### Aim of the exercise
Repeat each entry verbatim.

### Source data
★ ★ ★ ★ ★ ★ ★
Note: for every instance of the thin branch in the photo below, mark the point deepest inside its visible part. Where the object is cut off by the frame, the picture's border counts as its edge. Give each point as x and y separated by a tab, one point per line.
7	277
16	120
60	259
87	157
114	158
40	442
★ ★ ★ ★ ★ ★ ★
### Answer box
Note: for every instance of the thin branch in the photo below, mark the point deepest inside its visible part. Where the object is cut off by the frame, the picture's border counts as its edge. Give each point as x and y separated by a tab, one point per line.
7	277
16	120
60	259
87	157
114	158
40	442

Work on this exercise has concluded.